Exercise task: Below are records; reproduce exactly the lines from the one containing "Q: Tag one point on each instance of the black bicycle" through the end, both included, and only those.
# START OF Record set
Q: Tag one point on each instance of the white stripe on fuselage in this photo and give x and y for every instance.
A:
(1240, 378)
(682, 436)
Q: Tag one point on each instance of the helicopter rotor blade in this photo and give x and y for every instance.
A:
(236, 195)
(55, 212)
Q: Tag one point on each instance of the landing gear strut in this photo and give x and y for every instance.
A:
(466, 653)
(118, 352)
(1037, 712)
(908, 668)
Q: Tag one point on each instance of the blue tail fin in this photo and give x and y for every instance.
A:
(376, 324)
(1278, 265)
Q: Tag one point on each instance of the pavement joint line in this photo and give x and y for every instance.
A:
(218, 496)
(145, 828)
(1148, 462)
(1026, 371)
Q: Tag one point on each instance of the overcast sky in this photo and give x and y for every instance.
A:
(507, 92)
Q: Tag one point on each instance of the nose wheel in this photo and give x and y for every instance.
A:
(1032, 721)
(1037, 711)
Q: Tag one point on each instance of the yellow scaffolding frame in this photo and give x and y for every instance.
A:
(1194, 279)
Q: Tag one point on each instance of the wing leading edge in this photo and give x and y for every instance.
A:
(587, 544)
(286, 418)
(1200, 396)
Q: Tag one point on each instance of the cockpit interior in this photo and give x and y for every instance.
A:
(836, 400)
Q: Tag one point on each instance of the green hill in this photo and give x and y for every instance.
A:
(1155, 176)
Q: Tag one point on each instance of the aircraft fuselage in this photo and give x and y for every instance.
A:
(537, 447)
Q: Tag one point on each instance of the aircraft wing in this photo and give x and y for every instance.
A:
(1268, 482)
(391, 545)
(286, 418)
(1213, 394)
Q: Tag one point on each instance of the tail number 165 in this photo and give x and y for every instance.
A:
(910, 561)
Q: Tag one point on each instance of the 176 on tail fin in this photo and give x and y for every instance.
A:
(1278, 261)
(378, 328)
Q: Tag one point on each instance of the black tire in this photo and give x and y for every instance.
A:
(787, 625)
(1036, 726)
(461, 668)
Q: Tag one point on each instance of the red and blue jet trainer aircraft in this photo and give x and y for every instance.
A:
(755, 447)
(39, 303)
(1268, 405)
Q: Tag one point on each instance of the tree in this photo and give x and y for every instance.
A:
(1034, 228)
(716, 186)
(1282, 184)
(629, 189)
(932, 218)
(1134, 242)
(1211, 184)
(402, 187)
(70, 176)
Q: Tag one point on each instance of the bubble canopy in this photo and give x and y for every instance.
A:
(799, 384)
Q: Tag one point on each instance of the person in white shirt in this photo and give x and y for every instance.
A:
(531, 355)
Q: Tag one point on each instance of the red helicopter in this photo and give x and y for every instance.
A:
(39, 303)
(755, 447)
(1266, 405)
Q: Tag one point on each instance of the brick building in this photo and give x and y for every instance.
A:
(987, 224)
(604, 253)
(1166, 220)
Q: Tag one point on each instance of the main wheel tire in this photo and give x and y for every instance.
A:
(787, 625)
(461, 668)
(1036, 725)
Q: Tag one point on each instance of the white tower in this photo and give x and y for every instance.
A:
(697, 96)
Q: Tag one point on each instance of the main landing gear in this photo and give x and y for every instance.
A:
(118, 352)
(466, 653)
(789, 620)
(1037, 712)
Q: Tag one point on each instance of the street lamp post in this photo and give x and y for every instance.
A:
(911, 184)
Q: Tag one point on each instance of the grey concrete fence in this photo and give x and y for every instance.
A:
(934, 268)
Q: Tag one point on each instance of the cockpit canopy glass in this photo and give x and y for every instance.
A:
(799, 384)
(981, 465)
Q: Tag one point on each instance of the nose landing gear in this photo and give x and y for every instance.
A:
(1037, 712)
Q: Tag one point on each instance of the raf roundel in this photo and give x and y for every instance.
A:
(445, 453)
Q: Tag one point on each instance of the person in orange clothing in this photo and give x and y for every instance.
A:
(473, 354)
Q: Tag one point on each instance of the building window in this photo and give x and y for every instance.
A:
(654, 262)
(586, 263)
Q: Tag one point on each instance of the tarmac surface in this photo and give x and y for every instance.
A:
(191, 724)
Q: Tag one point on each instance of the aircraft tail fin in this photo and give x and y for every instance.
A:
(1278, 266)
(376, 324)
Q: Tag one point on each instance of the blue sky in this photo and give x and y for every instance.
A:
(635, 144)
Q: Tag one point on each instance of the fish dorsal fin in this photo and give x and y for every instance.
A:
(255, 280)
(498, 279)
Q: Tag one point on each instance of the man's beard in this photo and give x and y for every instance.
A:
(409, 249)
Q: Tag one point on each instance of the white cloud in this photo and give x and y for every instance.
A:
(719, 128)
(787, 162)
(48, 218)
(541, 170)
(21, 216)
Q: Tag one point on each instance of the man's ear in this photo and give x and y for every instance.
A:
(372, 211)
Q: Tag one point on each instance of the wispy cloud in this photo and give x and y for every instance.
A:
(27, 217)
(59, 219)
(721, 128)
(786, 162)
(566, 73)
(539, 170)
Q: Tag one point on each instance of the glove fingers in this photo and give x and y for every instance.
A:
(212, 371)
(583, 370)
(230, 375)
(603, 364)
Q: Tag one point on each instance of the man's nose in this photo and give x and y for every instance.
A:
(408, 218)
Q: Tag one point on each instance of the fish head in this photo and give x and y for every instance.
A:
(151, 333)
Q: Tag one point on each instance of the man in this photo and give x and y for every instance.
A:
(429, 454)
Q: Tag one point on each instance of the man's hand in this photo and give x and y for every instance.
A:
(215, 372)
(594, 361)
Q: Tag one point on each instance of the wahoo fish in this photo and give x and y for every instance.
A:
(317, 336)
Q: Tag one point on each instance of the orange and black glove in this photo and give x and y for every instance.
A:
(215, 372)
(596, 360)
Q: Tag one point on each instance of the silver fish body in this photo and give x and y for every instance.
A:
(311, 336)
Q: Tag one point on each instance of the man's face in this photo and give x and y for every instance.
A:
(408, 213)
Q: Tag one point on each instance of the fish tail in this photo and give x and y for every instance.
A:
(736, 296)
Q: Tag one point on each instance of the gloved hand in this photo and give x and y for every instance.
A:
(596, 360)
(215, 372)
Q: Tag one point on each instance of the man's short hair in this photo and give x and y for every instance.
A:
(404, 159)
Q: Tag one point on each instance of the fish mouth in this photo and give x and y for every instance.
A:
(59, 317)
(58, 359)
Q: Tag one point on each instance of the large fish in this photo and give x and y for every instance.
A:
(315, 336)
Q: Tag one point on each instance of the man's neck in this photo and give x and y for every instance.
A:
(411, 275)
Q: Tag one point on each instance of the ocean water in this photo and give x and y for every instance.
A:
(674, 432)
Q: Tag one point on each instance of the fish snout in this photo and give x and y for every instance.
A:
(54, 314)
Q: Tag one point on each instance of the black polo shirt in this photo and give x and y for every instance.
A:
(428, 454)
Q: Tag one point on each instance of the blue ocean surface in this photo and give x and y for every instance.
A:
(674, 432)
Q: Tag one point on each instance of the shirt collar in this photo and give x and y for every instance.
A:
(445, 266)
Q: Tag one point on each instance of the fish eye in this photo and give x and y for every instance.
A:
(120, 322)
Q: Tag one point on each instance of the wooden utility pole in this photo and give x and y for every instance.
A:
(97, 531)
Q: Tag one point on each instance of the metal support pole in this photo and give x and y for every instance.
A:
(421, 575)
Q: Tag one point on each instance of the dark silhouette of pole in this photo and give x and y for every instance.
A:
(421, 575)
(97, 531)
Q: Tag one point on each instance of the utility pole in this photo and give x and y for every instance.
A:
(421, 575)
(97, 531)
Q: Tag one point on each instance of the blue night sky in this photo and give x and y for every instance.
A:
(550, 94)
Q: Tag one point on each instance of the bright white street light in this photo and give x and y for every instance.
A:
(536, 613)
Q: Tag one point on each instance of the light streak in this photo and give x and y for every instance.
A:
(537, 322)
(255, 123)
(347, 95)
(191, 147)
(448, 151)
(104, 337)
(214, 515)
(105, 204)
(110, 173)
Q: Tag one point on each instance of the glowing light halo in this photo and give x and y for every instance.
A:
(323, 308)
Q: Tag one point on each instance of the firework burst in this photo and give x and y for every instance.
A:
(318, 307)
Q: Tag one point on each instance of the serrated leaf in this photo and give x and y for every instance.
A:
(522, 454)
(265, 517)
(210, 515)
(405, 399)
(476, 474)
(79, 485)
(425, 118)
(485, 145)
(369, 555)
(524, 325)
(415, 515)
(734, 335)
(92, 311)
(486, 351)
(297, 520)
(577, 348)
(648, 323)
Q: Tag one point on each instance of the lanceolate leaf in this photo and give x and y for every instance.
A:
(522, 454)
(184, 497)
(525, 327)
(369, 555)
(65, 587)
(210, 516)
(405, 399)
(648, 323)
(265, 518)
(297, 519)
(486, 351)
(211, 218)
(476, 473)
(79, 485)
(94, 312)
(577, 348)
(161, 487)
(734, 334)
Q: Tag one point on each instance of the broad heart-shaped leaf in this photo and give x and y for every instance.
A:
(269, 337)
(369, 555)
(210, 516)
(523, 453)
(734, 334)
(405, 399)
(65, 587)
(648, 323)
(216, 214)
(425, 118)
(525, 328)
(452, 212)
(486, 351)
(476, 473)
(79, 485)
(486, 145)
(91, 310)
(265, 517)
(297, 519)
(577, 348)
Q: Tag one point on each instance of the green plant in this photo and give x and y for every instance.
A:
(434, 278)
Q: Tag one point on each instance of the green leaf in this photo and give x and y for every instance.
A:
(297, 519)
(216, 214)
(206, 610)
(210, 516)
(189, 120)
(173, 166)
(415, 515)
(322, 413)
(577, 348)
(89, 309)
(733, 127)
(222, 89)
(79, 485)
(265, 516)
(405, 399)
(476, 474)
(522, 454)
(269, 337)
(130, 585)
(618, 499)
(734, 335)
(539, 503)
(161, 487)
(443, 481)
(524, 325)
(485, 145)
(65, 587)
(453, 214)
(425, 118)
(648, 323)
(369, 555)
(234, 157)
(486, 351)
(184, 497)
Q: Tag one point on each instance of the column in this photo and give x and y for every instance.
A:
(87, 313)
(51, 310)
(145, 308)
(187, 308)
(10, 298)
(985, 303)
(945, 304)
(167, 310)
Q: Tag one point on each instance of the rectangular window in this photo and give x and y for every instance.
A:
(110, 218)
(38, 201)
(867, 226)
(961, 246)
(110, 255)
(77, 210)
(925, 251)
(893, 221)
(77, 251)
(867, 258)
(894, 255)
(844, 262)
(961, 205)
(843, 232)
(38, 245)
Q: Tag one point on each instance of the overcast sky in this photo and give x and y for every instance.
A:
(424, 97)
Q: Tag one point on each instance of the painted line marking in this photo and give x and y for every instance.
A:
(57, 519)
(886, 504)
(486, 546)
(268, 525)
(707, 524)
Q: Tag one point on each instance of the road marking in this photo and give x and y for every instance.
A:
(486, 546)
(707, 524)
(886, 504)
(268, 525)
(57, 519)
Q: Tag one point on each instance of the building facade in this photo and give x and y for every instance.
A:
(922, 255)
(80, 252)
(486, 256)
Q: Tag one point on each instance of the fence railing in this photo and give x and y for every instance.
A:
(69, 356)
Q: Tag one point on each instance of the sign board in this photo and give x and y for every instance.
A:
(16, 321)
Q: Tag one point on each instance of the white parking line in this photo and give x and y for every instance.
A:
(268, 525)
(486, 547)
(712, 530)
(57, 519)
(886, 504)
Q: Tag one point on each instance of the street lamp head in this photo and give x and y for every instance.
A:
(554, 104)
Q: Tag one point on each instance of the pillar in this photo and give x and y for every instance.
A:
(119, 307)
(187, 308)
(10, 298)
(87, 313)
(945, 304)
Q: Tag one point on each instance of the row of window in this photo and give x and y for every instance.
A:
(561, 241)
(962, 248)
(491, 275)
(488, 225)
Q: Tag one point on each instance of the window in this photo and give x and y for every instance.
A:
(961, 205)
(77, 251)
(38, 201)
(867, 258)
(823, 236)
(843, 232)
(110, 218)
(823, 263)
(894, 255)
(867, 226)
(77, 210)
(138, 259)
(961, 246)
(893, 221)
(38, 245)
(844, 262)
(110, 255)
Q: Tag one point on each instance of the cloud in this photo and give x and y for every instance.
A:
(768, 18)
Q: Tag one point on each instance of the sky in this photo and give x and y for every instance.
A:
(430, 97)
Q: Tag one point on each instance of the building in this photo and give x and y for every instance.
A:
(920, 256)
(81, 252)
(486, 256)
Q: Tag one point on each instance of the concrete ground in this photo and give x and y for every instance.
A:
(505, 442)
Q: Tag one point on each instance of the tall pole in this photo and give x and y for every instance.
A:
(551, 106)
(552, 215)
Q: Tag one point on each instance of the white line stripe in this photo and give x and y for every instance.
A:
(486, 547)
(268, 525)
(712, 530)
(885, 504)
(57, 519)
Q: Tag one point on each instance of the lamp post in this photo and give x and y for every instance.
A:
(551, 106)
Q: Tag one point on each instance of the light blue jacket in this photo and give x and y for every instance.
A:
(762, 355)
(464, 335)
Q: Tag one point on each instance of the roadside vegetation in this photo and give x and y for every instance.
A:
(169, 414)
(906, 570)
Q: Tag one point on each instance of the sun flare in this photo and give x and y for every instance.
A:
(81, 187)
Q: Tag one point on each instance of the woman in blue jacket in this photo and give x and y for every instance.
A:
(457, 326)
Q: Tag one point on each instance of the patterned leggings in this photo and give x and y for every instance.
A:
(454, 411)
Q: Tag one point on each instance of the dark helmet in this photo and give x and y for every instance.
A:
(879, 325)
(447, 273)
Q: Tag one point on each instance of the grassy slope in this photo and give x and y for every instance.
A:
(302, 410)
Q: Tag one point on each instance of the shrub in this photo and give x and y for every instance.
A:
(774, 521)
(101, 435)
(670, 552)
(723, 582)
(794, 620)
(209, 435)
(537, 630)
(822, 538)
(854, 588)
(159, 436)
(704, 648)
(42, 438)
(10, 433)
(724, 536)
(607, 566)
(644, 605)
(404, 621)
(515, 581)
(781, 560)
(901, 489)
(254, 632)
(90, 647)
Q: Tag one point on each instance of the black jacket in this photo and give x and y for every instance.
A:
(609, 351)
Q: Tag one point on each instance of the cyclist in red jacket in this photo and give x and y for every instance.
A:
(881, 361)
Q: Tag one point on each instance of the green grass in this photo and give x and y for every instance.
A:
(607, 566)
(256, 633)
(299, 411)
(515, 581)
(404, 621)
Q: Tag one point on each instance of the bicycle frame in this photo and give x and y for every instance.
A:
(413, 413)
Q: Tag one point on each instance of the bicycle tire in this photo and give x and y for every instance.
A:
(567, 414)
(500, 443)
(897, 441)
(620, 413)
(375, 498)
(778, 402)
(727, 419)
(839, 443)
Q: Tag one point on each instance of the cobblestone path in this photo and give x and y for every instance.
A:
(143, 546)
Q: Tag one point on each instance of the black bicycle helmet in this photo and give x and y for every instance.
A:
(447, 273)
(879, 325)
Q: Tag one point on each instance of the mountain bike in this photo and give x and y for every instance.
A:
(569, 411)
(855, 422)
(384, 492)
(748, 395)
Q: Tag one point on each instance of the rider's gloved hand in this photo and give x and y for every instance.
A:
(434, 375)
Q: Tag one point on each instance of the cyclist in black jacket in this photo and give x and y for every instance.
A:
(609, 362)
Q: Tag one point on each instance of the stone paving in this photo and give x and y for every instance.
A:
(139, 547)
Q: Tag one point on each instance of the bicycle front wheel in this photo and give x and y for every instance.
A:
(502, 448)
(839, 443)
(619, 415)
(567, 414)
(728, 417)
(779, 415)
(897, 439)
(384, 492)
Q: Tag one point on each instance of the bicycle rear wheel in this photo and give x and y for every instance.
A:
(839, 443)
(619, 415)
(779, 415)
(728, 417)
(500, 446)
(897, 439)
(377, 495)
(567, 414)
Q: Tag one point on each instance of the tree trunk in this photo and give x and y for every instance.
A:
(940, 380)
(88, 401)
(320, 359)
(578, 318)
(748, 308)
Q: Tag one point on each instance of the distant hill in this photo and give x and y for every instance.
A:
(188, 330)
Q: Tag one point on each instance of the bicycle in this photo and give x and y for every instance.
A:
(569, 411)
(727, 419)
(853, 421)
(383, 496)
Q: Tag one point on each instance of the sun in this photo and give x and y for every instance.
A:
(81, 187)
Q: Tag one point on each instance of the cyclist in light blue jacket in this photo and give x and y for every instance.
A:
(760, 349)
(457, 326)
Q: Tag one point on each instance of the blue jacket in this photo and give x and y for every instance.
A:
# END OF Record set
Answer to this problem:
Q: Tag one point on each instance of the black bicycle helmet in this photo and give x and y for every instance.
A:
(447, 273)
(879, 325)
Q: Tag one point on each instance of the mountain bike in this photo and give x and y for every instance.
A:
(569, 411)
(855, 422)
(384, 492)
(748, 395)
Q: Tag one point on each instance of the rider's gloved hand in this photo and give x and y for every instance.
A:
(434, 375)
Q: Tag one point on each instance of the cyclist in black jacket in this photo and give x and y for every instance.
A:
(609, 362)
Q: Tag one point on each instance of the stone paving in this photo and give x and y for every instance.
A:
(139, 547)
Q: Tag one point on each instance of the bicycle front wheel in this photo and give x and y for every instance.
A:
(502, 448)
(839, 443)
(619, 415)
(567, 414)
(728, 417)
(779, 415)
(897, 439)
(384, 492)
Q: Tag one point on each instance of the bicycle rear wheel in this photo and give x and y for every instance.
A:
(839, 443)
(619, 415)
(779, 415)
(728, 417)
(500, 446)
(897, 439)
(377, 495)
(567, 414)
Q: Tag one point on each instance of the tree trunk in this photo and give x and y for every instance.
A:
(940, 380)
(88, 401)
(320, 359)
(578, 318)
(748, 308)
Q: Tag one point on each instance of the distant hill in this photo and give x and y for every instance.
A:
(188, 330)
Q: Tag one point on each instance of the bicycle in this photo and give x and y for every instance.
A:
(569, 411)
(727, 419)
(853, 421)
(383, 496)
Q: Tag one point on each instance of the sun in this photo and give x and y for every instance.
A:
(81, 187)
Q: Tag one point on each instance of the cyclist in light blue jacket in this photo and give x and y for every instance.
A:
(760, 349)
(457, 326)
Q: Tag one point on each instance of the blue jacket in this photo and give x and y for every instance.
A:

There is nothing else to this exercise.